• [Instruction A]: Copy word for word the part of the Phonon and QtMultimedia text that opens with the words containing "Well, let’s start" and closes with "can be deployed.".

• [Passage to read]:
Plans for adding volume control to QtMultimedia are under way; discussions around the other topics are ongoing. As always, we’d value feedback on these or any other aspects of Qt – please get involved by commenting on this post or via the #qt-labs IRC channel.

When you should go low

So, given the choice between the high-level Phonon API and the low-level QtMultimedia API, what considerations can help you decide which one to use?

Well, let’s start with some easy wins – there are some use cases when Phonon is clearly the right choice:

  • Development of a music player, when the Phonon backends on your targetted platforms already provide:
    • Codecs for most or all of the audio formats your users are likely to want to play
    • Support for most or all of the protocols via which your users want to stream music

In these cases, there is no reason to go to the extra effort which using QAudioOutput would require – the Phonon backend is already doing the heavy lifting for you.

Another use case for which Phonon is probably the way to go is when your application needs to deal with DRM data. This is because using QAudioOutput would likely require the application to handle plaintext (i.e. decrypted) data itself, and may therefore impose some limits on how the application can be deployed.

Update 18/05/10: Phonon does not currently support playback of DRM content, and there is no plan to add this.

Conversely, if the application needs to record, rather than just play audio, then Phonon clearly isn’t suitable since it doesn’t support audio capture.

• [Instruction B]: In the listing, rewrite the part that opens with the line containing "Exercise. Point to every instance of the small" and closes with "(1023, 224)", requests included, adding 106 to every number in the coordinates. Give only those lines.

• [Exercise input]:
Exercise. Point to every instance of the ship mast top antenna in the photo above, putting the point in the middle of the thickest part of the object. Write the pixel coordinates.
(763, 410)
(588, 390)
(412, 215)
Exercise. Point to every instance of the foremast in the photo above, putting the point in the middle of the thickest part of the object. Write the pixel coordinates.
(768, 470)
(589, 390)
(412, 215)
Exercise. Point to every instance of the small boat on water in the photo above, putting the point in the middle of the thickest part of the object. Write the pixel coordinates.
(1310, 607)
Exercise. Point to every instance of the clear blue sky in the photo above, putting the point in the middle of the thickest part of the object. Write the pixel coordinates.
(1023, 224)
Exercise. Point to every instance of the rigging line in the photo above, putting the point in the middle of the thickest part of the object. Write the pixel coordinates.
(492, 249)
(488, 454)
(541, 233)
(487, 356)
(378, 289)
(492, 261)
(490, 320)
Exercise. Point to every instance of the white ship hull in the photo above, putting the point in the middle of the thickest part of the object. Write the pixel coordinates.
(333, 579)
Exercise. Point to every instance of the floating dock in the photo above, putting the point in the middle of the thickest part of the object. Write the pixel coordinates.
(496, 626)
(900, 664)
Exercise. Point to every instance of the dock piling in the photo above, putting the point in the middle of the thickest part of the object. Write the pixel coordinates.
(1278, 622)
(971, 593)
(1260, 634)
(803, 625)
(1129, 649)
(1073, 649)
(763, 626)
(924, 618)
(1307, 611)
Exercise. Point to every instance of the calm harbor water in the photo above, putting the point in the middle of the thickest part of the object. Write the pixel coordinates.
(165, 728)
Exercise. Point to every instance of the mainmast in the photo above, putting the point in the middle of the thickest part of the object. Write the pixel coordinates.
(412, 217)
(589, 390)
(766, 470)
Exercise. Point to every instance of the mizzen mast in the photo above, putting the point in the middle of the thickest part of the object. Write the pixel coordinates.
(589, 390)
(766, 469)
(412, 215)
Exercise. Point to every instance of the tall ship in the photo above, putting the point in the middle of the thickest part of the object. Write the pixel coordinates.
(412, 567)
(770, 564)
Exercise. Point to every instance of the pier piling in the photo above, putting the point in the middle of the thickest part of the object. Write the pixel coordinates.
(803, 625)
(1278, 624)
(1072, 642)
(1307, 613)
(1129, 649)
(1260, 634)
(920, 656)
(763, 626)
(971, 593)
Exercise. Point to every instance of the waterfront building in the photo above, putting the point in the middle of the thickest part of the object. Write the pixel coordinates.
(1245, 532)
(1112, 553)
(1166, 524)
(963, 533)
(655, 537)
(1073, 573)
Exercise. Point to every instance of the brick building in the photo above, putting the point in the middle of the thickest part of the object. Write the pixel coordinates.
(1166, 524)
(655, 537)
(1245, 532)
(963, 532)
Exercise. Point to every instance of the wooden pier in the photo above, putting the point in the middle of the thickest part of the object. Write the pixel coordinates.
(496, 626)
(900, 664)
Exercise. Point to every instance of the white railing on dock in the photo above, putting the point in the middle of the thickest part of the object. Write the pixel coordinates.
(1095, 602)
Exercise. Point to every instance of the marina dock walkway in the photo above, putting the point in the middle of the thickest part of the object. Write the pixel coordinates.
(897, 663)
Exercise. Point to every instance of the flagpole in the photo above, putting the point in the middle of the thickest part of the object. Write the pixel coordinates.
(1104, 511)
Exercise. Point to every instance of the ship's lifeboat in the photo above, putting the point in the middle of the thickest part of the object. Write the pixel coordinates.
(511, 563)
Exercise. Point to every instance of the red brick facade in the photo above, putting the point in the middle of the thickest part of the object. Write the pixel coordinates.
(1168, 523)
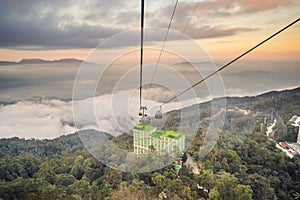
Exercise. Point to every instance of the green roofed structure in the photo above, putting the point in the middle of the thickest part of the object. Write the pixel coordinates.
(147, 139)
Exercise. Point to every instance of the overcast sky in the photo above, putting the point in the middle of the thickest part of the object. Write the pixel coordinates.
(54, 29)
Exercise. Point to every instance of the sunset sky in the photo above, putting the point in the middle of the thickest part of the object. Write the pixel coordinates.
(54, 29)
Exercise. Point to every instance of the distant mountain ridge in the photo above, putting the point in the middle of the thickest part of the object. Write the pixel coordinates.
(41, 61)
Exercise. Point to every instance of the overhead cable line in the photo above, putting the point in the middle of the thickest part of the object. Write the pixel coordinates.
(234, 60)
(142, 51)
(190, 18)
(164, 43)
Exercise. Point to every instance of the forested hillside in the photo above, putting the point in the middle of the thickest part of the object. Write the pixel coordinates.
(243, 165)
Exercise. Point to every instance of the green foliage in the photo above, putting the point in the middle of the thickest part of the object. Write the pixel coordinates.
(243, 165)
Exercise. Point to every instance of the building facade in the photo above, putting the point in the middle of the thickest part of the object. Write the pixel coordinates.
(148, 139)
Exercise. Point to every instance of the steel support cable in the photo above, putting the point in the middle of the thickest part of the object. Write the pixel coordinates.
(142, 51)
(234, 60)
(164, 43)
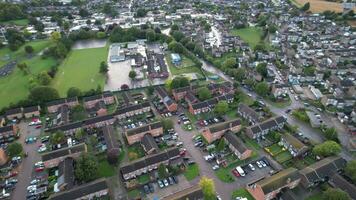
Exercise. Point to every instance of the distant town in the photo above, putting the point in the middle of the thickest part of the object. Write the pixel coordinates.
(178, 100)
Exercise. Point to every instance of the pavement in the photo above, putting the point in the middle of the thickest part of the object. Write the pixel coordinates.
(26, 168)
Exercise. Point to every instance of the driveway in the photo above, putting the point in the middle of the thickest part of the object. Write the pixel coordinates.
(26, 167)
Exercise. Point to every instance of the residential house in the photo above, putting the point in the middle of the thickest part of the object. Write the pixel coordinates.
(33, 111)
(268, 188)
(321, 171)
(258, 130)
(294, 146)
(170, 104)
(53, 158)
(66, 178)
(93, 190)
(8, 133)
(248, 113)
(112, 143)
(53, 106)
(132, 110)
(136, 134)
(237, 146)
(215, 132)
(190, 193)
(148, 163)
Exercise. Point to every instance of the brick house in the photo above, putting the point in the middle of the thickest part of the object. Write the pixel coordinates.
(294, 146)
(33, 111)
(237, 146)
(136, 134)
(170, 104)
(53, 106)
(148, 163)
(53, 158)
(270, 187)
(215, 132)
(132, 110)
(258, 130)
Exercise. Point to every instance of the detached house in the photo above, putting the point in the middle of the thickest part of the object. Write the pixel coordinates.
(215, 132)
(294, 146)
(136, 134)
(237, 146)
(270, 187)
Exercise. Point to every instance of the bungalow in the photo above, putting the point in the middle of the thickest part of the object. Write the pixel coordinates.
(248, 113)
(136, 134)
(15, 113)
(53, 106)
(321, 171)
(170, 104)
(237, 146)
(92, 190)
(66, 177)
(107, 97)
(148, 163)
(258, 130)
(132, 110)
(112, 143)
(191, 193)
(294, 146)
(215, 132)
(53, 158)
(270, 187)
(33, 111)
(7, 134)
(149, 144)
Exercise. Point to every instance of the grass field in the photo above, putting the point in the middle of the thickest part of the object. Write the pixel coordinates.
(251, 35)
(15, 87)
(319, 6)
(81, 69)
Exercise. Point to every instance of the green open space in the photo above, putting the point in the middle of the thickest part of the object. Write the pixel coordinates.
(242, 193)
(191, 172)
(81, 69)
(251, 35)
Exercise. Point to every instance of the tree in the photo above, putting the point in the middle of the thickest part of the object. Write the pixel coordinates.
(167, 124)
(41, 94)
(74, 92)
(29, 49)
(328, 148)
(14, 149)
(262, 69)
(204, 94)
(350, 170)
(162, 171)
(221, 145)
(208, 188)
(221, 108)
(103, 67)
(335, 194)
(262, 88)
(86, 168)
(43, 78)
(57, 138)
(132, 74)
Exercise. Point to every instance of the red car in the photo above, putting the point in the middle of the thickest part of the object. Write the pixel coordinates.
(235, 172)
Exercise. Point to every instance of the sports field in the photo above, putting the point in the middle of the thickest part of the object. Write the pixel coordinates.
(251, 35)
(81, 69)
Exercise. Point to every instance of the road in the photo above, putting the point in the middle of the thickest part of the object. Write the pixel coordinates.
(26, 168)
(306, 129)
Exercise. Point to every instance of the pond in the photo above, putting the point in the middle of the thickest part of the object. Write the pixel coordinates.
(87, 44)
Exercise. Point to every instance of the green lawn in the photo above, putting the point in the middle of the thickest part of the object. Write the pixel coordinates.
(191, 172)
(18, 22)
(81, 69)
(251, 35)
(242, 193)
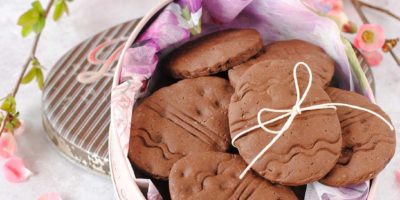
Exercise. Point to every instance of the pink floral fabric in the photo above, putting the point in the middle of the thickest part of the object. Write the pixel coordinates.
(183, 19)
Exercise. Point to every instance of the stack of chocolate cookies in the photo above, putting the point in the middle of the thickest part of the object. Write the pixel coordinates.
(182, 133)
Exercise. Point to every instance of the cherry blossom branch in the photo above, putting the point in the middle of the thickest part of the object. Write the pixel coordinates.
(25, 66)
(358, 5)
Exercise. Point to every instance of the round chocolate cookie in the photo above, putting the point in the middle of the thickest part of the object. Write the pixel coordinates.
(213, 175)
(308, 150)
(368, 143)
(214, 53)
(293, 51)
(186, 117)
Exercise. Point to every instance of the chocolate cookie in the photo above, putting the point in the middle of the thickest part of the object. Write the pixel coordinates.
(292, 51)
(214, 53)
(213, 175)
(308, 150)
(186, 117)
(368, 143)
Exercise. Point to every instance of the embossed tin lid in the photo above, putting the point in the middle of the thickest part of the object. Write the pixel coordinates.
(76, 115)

• [Exercise response A]:
Well, let’s start with some easy wins – there are some use cases when Phonon is clearly the right choice:

  • Development of a music player, when the Phonon backends on your targetted platforms already provide:
    • Codecs for most or all of the audio formats your users are likely to want to play
    • Support for most or all of the protocols via which your users want to stream music

In these cases, there is no reason to go to the extra effort which using QAudioOutput would require – the Phonon backend is already doing the heavy lifting for you.

Another use case for which Phonon is probably the way to go is when your application needs to deal with DRM data. This is because using QAudioOutput would likely require the application to handle plaintext (i.e. decrypted) data itself, and may therefore impose some limits on how the application can be deployed.

• [Exercise response B]:
Exercise. Point to every instance of the small boat on water in the photo above, putting the point in the middle of the thickest part of the object. Write the pixel coordinates.
(1416, 713)
Exercise. Point to every instance of the clear blue sky in the photo above, putting the point in the middle of the thickest part of the object. Write the pixel coordinates.
(1129, 330)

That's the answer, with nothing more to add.